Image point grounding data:
Start of Block
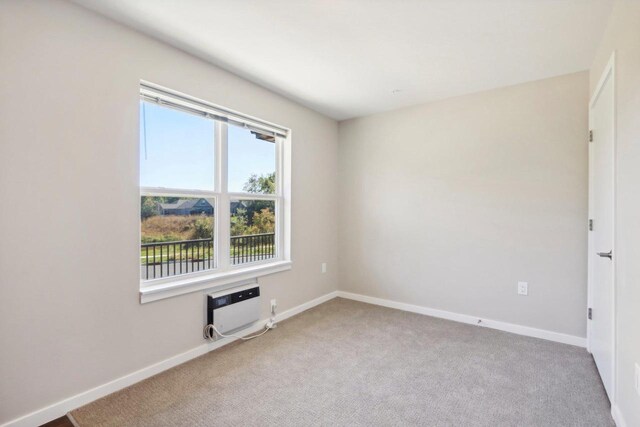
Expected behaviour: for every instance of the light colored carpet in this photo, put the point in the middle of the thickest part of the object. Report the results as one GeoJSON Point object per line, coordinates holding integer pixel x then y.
{"type": "Point", "coordinates": [349, 363]}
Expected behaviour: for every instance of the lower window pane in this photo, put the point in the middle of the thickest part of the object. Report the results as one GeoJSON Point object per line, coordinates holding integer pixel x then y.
{"type": "Point", "coordinates": [176, 236]}
{"type": "Point", "coordinates": [253, 227]}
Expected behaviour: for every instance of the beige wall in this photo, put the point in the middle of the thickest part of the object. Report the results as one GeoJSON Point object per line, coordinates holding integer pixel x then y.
{"type": "Point", "coordinates": [70, 318]}
{"type": "Point", "coordinates": [448, 205]}
{"type": "Point", "coordinates": [623, 36]}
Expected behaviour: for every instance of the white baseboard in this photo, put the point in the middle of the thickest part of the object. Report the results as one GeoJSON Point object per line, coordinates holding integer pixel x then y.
{"type": "Point", "coordinates": [617, 416]}
{"type": "Point", "coordinates": [464, 318]}
{"type": "Point", "coordinates": [60, 408]}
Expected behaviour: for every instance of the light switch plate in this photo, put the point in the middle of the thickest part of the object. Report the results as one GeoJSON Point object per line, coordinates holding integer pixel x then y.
{"type": "Point", "coordinates": [523, 288]}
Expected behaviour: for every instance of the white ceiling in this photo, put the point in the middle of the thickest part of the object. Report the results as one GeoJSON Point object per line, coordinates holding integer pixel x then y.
{"type": "Point", "coordinates": [345, 58]}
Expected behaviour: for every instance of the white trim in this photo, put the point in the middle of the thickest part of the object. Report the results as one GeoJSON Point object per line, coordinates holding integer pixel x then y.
{"type": "Point", "coordinates": [156, 91]}
{"type": "Point", "coordinates": [60, 408]}
{"type": "Point", "coordinates": [464, 318]}
{"type": "Point", "coordinates": [617, 416]}
{"type": "Point", "coordinates": [224, 272]}
{"type": "Point", "coordinates": [608, 72]}
{"type": "Point", "coordinates": [174, 288]}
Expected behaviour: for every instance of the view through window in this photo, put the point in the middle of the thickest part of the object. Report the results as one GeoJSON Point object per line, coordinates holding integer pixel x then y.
{"type": "Point", "coordinates": [185, 186]}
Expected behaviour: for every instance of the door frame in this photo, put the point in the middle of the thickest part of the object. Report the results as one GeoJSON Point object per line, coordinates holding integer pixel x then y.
{"type": "Point", "coordinates": [608, 72]}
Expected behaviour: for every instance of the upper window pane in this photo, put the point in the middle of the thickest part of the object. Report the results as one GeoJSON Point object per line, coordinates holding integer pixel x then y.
{"type": "Point", "coordinates": [176, 149]}
{"type": "Point", "coordinates": [252, 161]}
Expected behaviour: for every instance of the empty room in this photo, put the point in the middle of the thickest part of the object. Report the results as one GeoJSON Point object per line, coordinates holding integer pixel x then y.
{"type": "Point", "coordinates": [320, 213]}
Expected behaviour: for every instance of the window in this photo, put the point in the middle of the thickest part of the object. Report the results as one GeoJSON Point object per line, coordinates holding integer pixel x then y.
{"type": "Point", "coordinates": [214, 197]}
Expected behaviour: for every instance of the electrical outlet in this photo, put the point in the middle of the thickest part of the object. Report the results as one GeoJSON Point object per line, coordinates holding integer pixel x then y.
{"type": "Point", "coordinates": [523, 288]}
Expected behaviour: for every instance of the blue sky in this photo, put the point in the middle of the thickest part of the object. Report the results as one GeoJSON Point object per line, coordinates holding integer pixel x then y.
{"type": "Point", "coordinates": [179, 151]}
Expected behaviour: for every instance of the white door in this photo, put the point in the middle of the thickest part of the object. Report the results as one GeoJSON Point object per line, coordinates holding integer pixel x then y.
{"type": "Point", "coordinates": [601, 256]}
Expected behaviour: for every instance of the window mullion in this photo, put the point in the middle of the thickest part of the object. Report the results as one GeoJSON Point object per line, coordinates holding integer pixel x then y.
{"type": "Point", "coordinates": [223, 217]}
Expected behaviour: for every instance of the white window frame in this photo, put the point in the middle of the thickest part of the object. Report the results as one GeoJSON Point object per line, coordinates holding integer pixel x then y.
{"type": "Point", "coordinates": [224, 272]}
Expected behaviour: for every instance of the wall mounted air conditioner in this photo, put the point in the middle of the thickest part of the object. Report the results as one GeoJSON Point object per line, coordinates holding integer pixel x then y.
{"type": "Point", "coordinates": [234, 309]}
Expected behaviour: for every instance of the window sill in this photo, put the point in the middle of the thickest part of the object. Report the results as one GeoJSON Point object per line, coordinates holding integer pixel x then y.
{"type": "Point", "coordinates": [210, 281]}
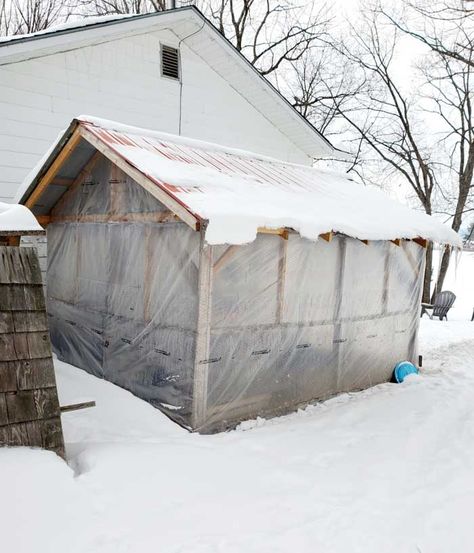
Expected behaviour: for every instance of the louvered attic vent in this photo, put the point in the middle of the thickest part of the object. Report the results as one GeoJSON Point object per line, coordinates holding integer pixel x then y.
{"type": "Point", "coordinates": [169, 62]}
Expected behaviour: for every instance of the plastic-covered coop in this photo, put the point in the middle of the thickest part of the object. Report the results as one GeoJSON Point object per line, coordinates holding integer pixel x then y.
{"type": "Point", "coordinates": [215, 333]}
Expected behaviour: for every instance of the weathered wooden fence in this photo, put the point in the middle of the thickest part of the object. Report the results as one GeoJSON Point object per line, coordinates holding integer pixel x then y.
{"type": "Point", "coordinates": [29, 407]}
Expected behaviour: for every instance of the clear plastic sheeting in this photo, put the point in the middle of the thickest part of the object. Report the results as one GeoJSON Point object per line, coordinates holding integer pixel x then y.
{"type": "Point", "coordinates": [213, 335]}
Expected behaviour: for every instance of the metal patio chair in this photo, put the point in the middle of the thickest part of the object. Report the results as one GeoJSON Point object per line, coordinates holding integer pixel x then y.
{"type": "Point", "coordinates": [442, 304]}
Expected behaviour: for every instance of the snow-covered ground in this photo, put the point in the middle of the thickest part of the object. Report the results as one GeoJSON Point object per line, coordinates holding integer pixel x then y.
{"type": "Point", "coordinates": [389, 469]}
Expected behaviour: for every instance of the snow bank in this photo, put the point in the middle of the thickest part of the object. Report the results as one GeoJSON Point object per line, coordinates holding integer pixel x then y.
{"type": "Point", "coordinates": [238, 192]}
{"type": "Point", "coordinates": [14, 217]}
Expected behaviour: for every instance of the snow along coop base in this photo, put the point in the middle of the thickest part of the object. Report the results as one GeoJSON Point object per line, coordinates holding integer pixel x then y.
{"type": "Point", "coordinates": [220, 285]}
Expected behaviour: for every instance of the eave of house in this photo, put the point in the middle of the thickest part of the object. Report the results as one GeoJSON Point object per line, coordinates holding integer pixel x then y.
{"type": "Point", "coordinates": [193, 29]}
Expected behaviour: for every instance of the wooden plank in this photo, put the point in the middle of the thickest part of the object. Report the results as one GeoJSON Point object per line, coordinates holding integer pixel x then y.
{"type": "Point", "coordinates": [77, 182]}
{"type": "Point", "coordinates": [8, 381]}
{"type": "Point", "coordinates": [19, 266]}
{"type": "Point", "coordinates": [62, 181]}
{"type": "Point", "coordinates": [39, 345]}
{"type": "Point", "coordinates": [200, 376]}
{"type": "Point", "coordinates": [421, 242]}
{"type": "Point", "coordinates": [34, 296]}
{"type": "Point", "coordinates": [3, 410]}
{"type": "Point", "coordinates": [162, 196]}
{"type": "Point", "coordinates": [14, 241]}
{"type": "Point", "coordinates": [26, 434]}
{"type": "Point", "coordinates": [7, 347]}
{"type": "Point", "coordinates": [46, 402]}
{"type": "Point", "coordinates": [224, 258]}
{"type": "Point", "coordinates": [6, 321]}
{"type": "Point", "coordinates": [51, 435]}
{"type": "Point", "coordinates": [77, 406]}
{"type": "Point", "coordinates": [53, 169]}
{"type": "Point", "coordinates": [115, 189]}
{"type": "Point", "coordinates": [21, 406]}
{"type": "Point", "coordinates": [326, 236]}
{"type": "Point", "coordinates": [35, 373]}
{"type": "Point", "coordinates": [43, 220]}
{"type": "Point", "coordinates": [30, 321]}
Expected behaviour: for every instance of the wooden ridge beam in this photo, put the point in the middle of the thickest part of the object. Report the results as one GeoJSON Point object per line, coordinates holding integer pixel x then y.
{"type": "Point", "coordinates": [53, 169]}
{"type": "Point", "coordinates": [145, 182]}
{"type": "Point", "coordinates": [282, 231]}
{"type": "Point", "coordinates": [154, 217]}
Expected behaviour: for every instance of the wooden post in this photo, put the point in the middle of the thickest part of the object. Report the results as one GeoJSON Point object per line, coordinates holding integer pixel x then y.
{"type": "Point", "coordinates": [48, 177]}
{"type": "Point", "coordinates": [29, 407]}
{"type": "Point", "coordinates": [201, 357]}
{"type": "Point", "coordinates": [339, 284]}
{"type": "Point", "coordinates": [386, 278]}
{"type": "Point", "coordinates": [281, 280]}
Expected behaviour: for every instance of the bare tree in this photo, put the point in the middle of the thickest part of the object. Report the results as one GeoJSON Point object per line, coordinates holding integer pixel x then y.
{"type": "Point", "coordinates": [29, 16]}
{"type": "Point", "coordinates": [447, 28]}
{"type": "Point", "coordinates": [383, 120]}
{"type": "Point", "coordinates": [111, 7]}
{"type": "Point", "coordinates": [270, 33]}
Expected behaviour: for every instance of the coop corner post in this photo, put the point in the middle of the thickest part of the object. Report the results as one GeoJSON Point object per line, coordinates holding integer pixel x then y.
{"type": "Point", "coordinates": [201, 367]}
{"type": "Point", "coordinates": [414, 350]}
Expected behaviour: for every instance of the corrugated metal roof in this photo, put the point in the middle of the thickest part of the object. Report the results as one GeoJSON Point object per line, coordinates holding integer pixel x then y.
{"type": "Point", "coordinates": [239, 192]}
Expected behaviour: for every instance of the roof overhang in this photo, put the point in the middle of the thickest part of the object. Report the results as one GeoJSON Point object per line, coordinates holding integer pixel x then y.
{"type": "Point", "coordinates": [192, 28]}
{"type": "Point", "coordinates": [233, 194]}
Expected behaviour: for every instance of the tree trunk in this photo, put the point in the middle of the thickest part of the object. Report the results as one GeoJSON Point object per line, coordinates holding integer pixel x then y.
{"type": "Point", "coordinates": [442, 271]}
{"type": "Point", "coordinates": [428, 273]}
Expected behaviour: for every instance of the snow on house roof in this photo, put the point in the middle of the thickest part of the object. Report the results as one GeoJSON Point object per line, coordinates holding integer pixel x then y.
{"type": "Point", "coordinates": [239, 192]}
{"type": "Point", "coordinates": [17, 218]}
{"type": "Point", "coordinates": [192, 29]}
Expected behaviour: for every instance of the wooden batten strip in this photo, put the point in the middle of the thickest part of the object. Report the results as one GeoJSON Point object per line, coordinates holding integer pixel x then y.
{"type": "Point", "coordinates": [43, 220]}
{"type": "Point", "coordinates": [326, 236]}
{"type": "Point", "coordinates": [78, 180]}
{"type": "Point", "coordinates": [421, 241]}
{"type": "Point", "coordinates": [282, 231]}
{"type": "Point", "coordinates": [229, 252]}
{"type": "Point", "coordinates": [141, 179]}
{"type": "Point", "coordinates": [48, 177]}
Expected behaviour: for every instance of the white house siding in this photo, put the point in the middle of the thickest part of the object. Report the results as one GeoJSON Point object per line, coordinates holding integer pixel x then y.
{"type": "Point", "coordinates": [121, 80]}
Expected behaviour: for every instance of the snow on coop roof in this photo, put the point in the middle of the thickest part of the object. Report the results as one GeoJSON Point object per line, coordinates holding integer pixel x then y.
{"type": "Point", "coordinates": [192, 29]}
{"type": "Point", "coordinates": [238, 193]}
{"type": "Point", "coordinates": [16, 218]}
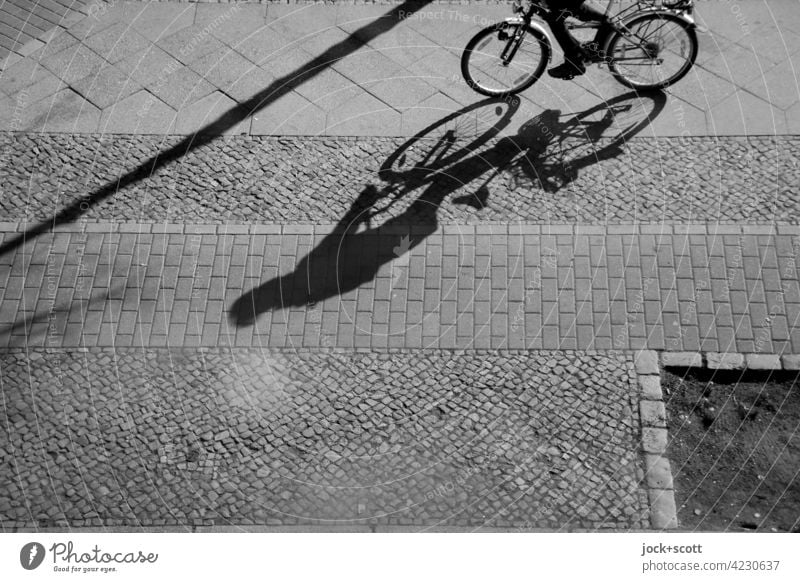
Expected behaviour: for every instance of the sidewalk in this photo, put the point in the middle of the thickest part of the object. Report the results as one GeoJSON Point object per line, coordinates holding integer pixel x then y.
{"type": "Point", "coordinates": [307, 69]}
{"type": "Point", "coordinates": [361, 296]}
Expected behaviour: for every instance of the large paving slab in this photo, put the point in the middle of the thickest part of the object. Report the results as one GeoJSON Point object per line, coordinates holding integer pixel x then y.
{"type": "Point", "coordinates": [371, 70]}
{"type": "Point", "coordinates": [394, 285]}
{"type": "Point", "coordinates": [527, 440]}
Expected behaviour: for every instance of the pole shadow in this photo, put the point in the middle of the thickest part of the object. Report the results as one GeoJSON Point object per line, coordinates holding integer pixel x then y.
{"type": "Point", "coordinates": [277, 89]}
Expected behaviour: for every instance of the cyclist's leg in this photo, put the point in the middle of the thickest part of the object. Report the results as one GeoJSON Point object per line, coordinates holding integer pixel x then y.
{"type": "Point", "coordinates": [573, 53]}
{"type": "Point", "coordinates": [556, 20]}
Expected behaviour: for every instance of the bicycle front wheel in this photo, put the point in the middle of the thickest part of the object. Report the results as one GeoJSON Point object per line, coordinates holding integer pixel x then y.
{"type": "Point", "coordinates": [655, 51]}
{"type": "Point", "coordinates": [504, 59]}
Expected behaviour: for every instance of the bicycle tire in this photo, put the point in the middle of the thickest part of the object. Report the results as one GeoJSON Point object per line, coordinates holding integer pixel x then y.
{"type": "Point", "coordinates": [634, 24]}
{"type": "Point", "coordinates": [470, 71]}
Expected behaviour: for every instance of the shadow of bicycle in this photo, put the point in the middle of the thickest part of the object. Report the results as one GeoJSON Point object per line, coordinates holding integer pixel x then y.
{"type": "Point", "coordinates": [463, 151]}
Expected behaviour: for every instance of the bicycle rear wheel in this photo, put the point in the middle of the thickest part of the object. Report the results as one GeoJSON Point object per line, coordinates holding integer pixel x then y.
{"type": "Point", "coordinates": [483, 66]}
{"type": "Point", "coordinates": [655, 51]}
End of Block
• What to produce: Set down only the lines running from the line with "Expected behaviour: for every instance of the bicycle tire" to the end of the entries above, both included, exactly as they stand.

• Exercise result:
Expected behaviour: for every instance of the bicycle tire in this photo, put the point in the middle of the thickest part of the object. Report the results as one GeoJSON Point object per line, coordinates holding integer pixel x then y.
{"type": "Point", "coordinates": [634, 24]}
{"type": "Point", "coordinates": [470, 71]}
Expected behaviour: for every instance of the shadow of bicycle in this photo, put the point in the middle of the thickest part of the object. Report the results as one GeoJSON Point object per line, coordinates holding integer pixel x then y.
{"type": "Point", "coordinates": [463, 151]}
Expected behaviour: for every instance of the bicycle rear wheel in this photo, put the point in the middle of the thickest part of the object. Report the results as one GeoJSON Point object per line, coordinates holding integer pixel x then y.
{"type": "Point", "coordinates": [483, 66]}
{"type": "Point", "coordinates": [655, 51]}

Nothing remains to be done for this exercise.